(Tasks to carry out)
- a) In the sales prospecting text, why does it advise searching beyond Google, on engines like Bing? Answer in one to three sentences.
- b) Resume the sales prospecting text, picking up right after its last sentence in Step 3.

Take stock of what went wrong and what went right in your recent deals to gain insight into how you can better identify and approach these new opportunities with a higher chance of closing.
Look at your past deals and ask yourself:
What industry are they in?
Who was the decision-maker?
Were there multiple decision-makers?
What was their budget?
How long did it take to close?
And most importantly, “What was their biggest pain point?”
This analysis will tell you who to talk to and exactly which problems to dig into for the best results. Hello, shorter sales cycle.
Step 2: Find Your Customer’s Competitors
The resource-rich motherload of new business and markets you’ll find by reviewing your closed-won deals is, (oil) drum roll please — their competitors.
If you closed a deal during the pandemic with a business in a particular industry, you can do it again. You just need to find the right company to reach out to next.
And luckily, you won’t need a map or an oil rig for this step, just Google. Search for businesses that have industry overlap with your recent closed-won deals.
You can even straight-up Google “[closed-won account] competitors.”
But don’t forget about other search engines, like Bing. Pay-per-click (PPC), and Keyword SEO targeting means there are varying sources of content out there. So, an omnichannel search approach is strongly advised.
If you want to step your game up, use LinkedIn to connect directly with these companies’ decision-makers.
Other sophisticated solutions, such as ZoomInfo, Clearbit, or business directories (like franchise owners), can also help augment your fracking efforts to help you find more information about your prospects fast.
Step 3: Get Frackin’
Now that we’ve found our oil field, we can finally begin fracking. This is where you blast your new prospects with emails and dials.
It’s the time to put on the pressure and drill into your new prospects with questions about their pain until you hit oil.
Use the information you gathered from your closed-won deals to identify what questions are most likely to get to the meat of your prospect’s problem. That’s what really makes this step high-pressure fracking and not your regular prospecting.
Liz Heiman has a fantastic talk from Saleshacker’s Success Summit last year that goes in-depth about these kinds of hard-hitting questions. You can check it out here.
Find something you can work with, and let it rise to the top of the conversation.

(Data listing)

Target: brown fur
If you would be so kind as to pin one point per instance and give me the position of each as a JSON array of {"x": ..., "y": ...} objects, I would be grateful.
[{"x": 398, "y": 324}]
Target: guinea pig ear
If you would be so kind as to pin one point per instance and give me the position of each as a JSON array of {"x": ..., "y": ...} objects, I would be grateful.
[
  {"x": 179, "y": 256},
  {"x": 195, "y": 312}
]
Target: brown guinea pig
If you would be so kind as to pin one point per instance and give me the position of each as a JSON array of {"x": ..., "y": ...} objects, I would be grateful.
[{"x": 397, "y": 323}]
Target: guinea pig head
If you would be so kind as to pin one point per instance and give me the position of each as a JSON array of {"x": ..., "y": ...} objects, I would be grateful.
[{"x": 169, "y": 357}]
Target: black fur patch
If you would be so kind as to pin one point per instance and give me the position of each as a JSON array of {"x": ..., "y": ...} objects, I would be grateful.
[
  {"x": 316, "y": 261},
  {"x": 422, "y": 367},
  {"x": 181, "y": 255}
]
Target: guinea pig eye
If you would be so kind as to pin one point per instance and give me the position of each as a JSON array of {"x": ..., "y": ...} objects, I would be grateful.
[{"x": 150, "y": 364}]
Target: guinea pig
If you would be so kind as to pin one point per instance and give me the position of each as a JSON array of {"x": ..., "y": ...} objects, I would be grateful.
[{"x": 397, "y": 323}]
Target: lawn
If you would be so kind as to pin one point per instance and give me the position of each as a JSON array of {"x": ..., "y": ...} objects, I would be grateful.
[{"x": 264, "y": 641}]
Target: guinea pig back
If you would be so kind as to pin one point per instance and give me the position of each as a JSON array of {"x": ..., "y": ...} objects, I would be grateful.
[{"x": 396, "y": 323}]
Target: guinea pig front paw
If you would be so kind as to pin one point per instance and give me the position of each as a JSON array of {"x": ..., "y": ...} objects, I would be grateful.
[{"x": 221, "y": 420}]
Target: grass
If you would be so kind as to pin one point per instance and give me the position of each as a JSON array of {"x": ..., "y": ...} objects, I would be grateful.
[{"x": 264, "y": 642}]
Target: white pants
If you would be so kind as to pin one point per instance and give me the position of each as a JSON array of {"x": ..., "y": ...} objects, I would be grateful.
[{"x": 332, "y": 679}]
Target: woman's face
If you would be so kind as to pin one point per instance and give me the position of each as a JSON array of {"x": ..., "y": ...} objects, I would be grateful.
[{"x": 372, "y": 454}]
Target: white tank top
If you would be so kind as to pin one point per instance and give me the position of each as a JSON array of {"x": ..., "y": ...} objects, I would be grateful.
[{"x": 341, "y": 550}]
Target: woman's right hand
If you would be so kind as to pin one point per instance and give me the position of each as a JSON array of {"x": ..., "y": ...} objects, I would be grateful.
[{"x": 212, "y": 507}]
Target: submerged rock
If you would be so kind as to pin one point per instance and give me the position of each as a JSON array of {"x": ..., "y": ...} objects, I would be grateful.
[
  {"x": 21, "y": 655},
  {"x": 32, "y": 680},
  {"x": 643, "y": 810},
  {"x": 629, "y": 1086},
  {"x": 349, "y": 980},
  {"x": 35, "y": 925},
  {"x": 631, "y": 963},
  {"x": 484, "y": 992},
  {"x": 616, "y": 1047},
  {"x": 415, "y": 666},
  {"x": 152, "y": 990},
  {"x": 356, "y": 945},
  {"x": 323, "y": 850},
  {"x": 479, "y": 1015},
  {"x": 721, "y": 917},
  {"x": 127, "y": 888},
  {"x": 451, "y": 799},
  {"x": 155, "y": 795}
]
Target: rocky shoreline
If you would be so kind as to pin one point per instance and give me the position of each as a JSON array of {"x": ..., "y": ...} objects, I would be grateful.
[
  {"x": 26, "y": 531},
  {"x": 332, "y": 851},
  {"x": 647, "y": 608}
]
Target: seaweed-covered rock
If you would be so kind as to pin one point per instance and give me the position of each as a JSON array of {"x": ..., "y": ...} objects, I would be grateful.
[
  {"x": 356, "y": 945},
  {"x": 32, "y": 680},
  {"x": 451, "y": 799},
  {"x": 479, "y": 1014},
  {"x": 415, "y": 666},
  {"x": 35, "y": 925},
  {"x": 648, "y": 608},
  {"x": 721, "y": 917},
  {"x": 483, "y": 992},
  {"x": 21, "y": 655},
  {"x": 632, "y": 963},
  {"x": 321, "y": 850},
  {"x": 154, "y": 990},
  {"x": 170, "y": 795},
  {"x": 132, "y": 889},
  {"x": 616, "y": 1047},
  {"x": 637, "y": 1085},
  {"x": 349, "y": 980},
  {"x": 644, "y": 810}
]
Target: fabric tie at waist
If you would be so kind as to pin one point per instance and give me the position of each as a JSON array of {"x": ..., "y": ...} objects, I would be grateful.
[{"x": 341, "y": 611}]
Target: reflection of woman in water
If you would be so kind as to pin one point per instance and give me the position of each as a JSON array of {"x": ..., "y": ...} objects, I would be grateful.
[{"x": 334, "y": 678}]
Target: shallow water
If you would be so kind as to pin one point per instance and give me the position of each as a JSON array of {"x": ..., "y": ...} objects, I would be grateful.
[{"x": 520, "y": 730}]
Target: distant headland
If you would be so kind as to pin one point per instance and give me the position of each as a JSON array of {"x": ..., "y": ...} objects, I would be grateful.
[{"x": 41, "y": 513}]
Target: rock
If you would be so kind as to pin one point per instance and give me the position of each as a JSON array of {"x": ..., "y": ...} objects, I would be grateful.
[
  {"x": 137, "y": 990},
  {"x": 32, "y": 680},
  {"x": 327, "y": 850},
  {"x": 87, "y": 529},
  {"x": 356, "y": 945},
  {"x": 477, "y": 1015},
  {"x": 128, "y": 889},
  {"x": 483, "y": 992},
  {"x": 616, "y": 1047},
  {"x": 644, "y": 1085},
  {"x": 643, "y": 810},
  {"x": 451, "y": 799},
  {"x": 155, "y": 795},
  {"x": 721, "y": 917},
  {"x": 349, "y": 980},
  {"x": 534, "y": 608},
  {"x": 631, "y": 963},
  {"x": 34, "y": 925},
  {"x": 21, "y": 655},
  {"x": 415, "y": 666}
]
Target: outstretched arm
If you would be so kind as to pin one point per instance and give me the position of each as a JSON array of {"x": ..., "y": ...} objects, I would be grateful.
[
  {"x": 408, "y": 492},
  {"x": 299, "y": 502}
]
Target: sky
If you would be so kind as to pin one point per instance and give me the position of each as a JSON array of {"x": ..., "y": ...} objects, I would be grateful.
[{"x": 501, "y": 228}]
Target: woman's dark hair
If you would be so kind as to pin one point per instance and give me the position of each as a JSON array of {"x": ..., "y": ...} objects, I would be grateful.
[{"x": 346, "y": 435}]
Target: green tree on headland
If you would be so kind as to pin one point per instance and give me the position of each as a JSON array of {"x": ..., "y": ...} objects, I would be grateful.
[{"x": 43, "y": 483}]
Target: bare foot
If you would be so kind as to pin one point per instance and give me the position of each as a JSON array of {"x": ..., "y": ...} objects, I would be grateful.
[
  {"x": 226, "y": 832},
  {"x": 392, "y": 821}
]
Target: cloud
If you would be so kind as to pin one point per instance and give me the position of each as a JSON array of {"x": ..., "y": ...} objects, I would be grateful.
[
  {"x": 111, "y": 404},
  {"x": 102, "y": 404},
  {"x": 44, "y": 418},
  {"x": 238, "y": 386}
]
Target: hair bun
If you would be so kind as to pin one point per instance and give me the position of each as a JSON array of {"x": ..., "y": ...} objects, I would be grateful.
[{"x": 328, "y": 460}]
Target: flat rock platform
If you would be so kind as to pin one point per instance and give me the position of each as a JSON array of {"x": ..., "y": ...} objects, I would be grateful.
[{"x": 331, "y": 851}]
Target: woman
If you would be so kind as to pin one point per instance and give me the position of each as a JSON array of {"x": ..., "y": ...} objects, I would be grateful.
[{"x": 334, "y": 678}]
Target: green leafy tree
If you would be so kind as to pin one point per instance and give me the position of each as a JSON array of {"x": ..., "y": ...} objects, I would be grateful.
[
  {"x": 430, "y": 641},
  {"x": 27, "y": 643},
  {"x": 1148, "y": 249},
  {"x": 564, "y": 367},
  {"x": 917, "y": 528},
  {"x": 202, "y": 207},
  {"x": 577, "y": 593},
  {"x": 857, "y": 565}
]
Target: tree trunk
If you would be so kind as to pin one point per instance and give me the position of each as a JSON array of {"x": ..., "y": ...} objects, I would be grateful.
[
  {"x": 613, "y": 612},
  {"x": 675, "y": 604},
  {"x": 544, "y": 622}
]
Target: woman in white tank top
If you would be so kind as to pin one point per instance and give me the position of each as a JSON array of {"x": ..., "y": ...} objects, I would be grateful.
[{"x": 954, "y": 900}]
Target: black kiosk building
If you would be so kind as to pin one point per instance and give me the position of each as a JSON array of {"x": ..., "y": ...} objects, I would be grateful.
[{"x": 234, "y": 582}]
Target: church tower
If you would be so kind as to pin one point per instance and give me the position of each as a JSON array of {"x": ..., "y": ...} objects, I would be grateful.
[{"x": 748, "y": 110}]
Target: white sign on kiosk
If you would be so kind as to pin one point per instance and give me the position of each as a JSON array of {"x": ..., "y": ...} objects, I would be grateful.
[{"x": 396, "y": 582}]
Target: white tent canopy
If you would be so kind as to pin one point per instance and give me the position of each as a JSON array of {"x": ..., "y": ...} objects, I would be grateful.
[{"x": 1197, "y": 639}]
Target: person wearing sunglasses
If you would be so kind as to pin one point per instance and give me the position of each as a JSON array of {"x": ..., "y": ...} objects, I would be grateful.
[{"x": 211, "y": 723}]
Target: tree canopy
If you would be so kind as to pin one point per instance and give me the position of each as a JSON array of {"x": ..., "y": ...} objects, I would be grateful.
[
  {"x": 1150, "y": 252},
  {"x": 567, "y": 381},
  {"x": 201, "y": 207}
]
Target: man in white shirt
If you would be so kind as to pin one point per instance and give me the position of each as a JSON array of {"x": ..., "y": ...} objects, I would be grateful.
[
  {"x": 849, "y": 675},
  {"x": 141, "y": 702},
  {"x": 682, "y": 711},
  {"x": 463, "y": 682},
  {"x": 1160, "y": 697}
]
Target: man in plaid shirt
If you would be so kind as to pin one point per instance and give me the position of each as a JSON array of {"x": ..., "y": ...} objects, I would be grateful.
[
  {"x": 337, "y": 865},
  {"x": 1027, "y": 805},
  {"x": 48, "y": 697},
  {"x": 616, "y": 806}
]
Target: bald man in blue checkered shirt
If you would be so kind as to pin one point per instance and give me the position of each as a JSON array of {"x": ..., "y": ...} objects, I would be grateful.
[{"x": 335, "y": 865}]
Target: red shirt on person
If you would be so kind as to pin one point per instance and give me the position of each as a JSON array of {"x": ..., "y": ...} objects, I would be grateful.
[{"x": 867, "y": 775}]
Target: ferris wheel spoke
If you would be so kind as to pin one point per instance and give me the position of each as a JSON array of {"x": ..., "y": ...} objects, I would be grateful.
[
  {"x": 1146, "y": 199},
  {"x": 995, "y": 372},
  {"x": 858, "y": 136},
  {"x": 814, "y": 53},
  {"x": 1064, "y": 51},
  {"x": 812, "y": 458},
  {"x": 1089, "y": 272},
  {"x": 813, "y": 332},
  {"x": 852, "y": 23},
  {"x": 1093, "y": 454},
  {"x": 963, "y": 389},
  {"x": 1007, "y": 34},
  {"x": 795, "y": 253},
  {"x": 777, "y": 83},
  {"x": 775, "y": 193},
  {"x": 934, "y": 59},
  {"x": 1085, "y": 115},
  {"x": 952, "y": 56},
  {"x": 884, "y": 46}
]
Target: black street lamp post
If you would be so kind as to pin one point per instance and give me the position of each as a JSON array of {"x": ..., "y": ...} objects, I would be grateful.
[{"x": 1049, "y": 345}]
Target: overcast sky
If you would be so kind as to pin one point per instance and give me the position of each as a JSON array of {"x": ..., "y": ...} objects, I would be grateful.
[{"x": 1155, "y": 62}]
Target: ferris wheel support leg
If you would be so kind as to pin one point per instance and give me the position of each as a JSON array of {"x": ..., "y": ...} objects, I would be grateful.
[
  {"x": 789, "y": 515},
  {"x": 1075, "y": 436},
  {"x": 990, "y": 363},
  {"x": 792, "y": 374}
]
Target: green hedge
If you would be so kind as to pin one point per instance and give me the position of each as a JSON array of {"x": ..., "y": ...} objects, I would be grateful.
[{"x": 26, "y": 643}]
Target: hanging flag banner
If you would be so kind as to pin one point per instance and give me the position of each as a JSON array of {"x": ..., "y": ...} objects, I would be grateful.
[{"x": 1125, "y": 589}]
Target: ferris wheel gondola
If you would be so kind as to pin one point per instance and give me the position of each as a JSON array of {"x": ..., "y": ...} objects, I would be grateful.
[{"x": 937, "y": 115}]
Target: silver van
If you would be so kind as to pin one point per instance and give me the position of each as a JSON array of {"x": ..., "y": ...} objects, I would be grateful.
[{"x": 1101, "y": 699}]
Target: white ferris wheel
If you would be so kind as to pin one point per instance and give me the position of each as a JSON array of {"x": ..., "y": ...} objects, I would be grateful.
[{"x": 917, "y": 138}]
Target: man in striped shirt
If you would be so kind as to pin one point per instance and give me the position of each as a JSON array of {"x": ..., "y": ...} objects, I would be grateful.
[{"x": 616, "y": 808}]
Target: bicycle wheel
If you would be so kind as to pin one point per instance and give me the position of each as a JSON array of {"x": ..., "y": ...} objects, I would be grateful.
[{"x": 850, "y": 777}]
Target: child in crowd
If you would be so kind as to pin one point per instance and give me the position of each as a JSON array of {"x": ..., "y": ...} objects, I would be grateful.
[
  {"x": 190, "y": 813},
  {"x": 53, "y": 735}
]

(Results for each task)
- a) Pay-per-click and keyword SEO targeting mean that different sources of content turn up in different places. That is why the text strongly advises an omnichannel search approach instead of relying on Google alone.

- b)
And don’t be afraid to share your strategy with prospects, either. Saying something on your call like, “Businesses like yours, competition even, are using [your product] — would you like to learn more about why and how?”
By asking questions like this, you position your product as an advantage the other team already has, which your prospect now feels they need.
Don’t be abrasive
I know we said real-life fracking involves sand, but that’s something you should leave out of the sales version. When we say, ask high-pressure questions, we don’t mean, be insensitive.
Don’t forget. We are still in the middle of a global pandemic. Even if the timing worked for a competitor in the same space, it might not be the right time for your new prospect to buy.
Be empathetic, and be customer-centric. Remember, the goal of these hard-hitting questions is to identify the true pain that is driving your customer so you can HELP them.
Don’t push too hard.
It can be a difficult balance to strike, but if you do it right, you’ll stand out and win yourself some new business.
It’s time to Close
After completing the three steps of mining your sales pipeline, there’s still the negotiating, pricing, etc.
Fracking exists to help you get started and dredge up new business by evaluating your existing closed-won deals.
But, there’s only so much fracking can do.
At the end of the day, you’ve got to hustle (as always) to get your deals closed. So, be sure to employ all of your other sales-related talents. Check your CRM data regularly for accuracy, create sales documents that are polished and professional-looking, and never, ever take your eyes off the prize.
If you’re looking to break into new markets, try fracking.
If the pandemic has you stuck in a sales rut, try fracking.
And if sales isn’t for you, try for-real fracking?